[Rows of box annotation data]
□ □ □ □ □

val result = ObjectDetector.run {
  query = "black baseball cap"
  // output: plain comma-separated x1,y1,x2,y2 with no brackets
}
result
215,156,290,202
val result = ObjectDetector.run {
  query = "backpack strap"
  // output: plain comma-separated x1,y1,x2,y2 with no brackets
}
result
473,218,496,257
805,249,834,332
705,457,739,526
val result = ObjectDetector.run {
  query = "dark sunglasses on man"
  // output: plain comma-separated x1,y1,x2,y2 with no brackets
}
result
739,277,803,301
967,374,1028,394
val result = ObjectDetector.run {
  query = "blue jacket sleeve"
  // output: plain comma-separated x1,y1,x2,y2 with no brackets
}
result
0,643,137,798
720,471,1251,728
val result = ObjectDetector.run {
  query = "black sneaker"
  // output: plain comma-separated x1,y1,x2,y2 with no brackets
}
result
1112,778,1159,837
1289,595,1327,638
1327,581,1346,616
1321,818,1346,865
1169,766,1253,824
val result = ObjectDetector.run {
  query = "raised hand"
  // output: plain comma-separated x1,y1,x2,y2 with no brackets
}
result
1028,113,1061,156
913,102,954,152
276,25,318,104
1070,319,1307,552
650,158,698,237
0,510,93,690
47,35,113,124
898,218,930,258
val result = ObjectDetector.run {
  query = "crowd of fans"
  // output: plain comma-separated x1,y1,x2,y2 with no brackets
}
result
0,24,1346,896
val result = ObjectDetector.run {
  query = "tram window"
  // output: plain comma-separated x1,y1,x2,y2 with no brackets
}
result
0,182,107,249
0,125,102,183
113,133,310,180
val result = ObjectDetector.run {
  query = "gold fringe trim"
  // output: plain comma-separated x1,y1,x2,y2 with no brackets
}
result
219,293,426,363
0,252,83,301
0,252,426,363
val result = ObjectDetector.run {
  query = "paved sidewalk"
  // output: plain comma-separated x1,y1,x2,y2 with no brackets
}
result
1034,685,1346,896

□ □ □ □ □

### YOUR OBJECTIVE
Rescale the items from the start through the line holding "898,218,930,258", both ends included. Reproduce every line with its request, and multiply each bounding-box coordinate in the answers by 2.5, rounding to whole numbers with halves going up.

### RESULT OF THE TASK
val result = ObjectDetector.run {
  query = "black baseball cap"
  // output: plain comma-separated x1,y1,x2,y2 with no brackets
}
result
538,390,725,505
val result = ObjectDetector.run {
  query = "backpack strap"
  // output: plain comma-separated x1,y1,x2,y2 with no brackets
}
result
1183,545,1240,643
2013,623,2085,830
1763,1143,1848,1315
val result = ObjectDetector.run {
  query = "dark sunglasses on man"
  // output: plain comma-separated x1,y1,x2,y2 with no brackets
}
result
1848,693,2008,753
2418,935,2570,985
val result = ObjectDetector.run {
  query = "blue jacket sleeve"
  // output: plain comma-separated x1,y1,x2,y2 with no brackets
}
result
0,1608,343,1995
1800,1178,3128,1820
val result = ObjectDetector.run {
  query = "black sneaker"
  // output: plain comma-separated x1,y1,x2,y2 with no brackets
}
result
2780,1945,2898,2093
3223,1488,3318,1595
3318,1453,3365,1540
3303,2045,3365,2163
2923,1915,3133,2060
val result = ObjectDetector.run {
  query = "raised hand"
  // output: plain comma-separated x1,y1,x2,y2 with no brackets
}
result
2570,283,2653,390
2283,255,2385,380
690,63,795,260
2675,798,3268,1380
1625,395,1745,593
0,1275,233,1725
118,88,283,310
2245,545,2325,645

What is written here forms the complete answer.